══ Textauszug ══

VwSen - 107274/7/Br/Bk Linz, am 21. November 2000

DVR.0690392

E R K E N N T N I S

Der unabhängige Verwaltungssenat des Landes Oberösterreich hat durch sein Mitglied Dr. Bleier über die Berufung des Herrn A, gegen das Straferkenntnis der Bezirkshauptmannschaft Vöcklabruck, vom 11. September 2000, Zl.: VerkR96-5736-2000, wegen Übertretung der StVO 1960, nach der am 20. November 2000 durchgeführten öffentlichen mündlichen Verhandlung und Verkündung, zu Recht erkannt:

I. Der Berufung wird Folge gegeben; das angefochtene Straferkenntnis wird behoben und das Verwaltungsstrafverfahren nach § 45 Abs.1 Z1 VStG eingestellt.

Rechtsgrundlage:

§ 66 Abs. 4 Allgemeines Verwaltungsverfahrensgesetz 1991, BGBl.Nr. 51, zuletzt geändert durch BGBl.Nr. 26/2000 - AVG iVm § 24, § 45 Abs.1 Z1, § 51 Abs.1, § 51e Abs.1 und § 51i Verwaltungsstrafgesetz 1991, BGBl. Nr. 52, zuletzt geändert durch BGBl.Nr. 29/2000 - VStG.

II. Es entfallen sämtliche Verfahrenskostenbeiträge.

Rechtsgrundlage:

§ 66 Abs.1 VStG.

Entscheidungsgründe:

1. Die Bezirkshauptmannschaft Vöcklabruck hat mit dem o.a. Straferkenntnis über den Berufungswerber wegen der Übertretung nach §  20 Abs.2 StVO eine Geldstrafe in Höhe von 5.000 S und für den Fall der Uneinbringlichkeit eine Ersatzfreiheitsstrafe von 504 Stunden verhängt, weil er am 26.2.2000 um 15.54 Uhr den Kombi mit dem Kennzeichen auf der Kobernaußer Landesstraße aus Richtung Ried im Innkreis kommend in Richtung Höcken gelenkt und dabei die auf Freilandstraßen erlaubte Höchstgeschwindigkeit von 100 km/h um 47 km/h überschritten habe.

═══
══ Datensätze ══

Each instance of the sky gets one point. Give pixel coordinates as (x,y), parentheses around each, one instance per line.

═══
══ Datensätze ══

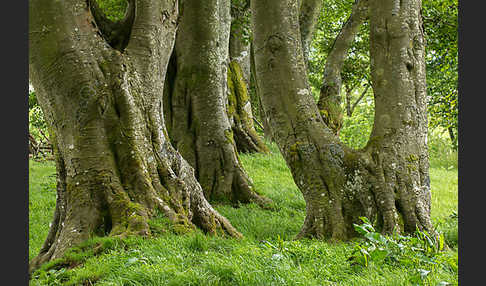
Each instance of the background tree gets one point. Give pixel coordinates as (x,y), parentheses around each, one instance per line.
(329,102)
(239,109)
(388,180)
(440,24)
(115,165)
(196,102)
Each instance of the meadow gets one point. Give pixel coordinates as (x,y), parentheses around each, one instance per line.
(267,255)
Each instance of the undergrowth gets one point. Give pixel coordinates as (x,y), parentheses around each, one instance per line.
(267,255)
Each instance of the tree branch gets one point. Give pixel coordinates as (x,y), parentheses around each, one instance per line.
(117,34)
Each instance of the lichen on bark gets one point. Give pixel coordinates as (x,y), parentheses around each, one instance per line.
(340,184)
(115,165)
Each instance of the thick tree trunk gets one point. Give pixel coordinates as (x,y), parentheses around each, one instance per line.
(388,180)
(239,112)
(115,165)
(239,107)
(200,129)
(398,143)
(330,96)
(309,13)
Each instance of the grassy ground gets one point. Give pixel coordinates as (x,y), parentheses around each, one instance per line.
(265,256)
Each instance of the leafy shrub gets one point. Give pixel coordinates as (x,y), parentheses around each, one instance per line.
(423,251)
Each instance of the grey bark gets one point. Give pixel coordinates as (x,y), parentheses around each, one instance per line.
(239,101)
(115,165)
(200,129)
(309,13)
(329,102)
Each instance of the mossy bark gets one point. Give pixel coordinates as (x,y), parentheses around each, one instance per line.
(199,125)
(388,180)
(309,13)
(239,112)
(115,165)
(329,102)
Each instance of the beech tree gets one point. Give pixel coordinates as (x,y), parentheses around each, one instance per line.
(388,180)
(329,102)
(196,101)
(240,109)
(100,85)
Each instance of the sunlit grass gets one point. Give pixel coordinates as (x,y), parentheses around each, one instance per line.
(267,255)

═══

• **Aufgaben**
• A. Finde alle Zeilen in den Datensätzen, in denen das Wort „bark“ vorkommt, und schreib sie ab.
• B. Führe den Textauszug über die Berufung gegen die Geldstrafe wegen zu schnellen Fahrens nach seinem letzten Satz fort.
Die Datensätze haben mit dem Textauszug nichts zu tun.

• **Lösungen**
• A.
Each instance of the lichen on bark gets one point. Give pixel coordinates as (x,y), parentheses around each, one instance per line.
Each instance of the grey bark gets one point. Give pixel coordinates as (x,y), parentheses around each, one instance per line.
Each instance of the mossy bark gets one point. Give pixel coordinates as (x,y), parentheses around each, one instance per line.

• B.
1.1. Begründend stützte die Erstbehörde ihre Entscheidung auf die dienstliche Wahrnehmung eines Gendarmeriebeamten, der diese Fahrgeschwindigkeit mittels eines Geschwindigkeitsmessgerätes feststellte und dabei auch das Fahrzeug identifizierte. Da sich der Berufungswerber nach Akteneinsichtnahme bei der Bundespolizeidirektion Salzburg binnen der ihm eröffneten Frist zum Beweisergebnis nicht äußerte, sei die Entscheidung letztlich ohne seine weitere Anhörung zu fällen gewesen. Die Festsetzung der Strafe erfolgte mit Blick auf die Grundsätze nach § 19 VStG, wobei die Behörde erster Instanz die Auffassung vertrat, dass das Verkehrsunfallrisiko mit zunehmender Fahrgeschwindigkeit progressiv steigt. Mit Blick darauf ging die Behörde erster Instanz von einem hohen Tatunwert aus und erblickte darin das Strafausmaß tatschuldangemessen.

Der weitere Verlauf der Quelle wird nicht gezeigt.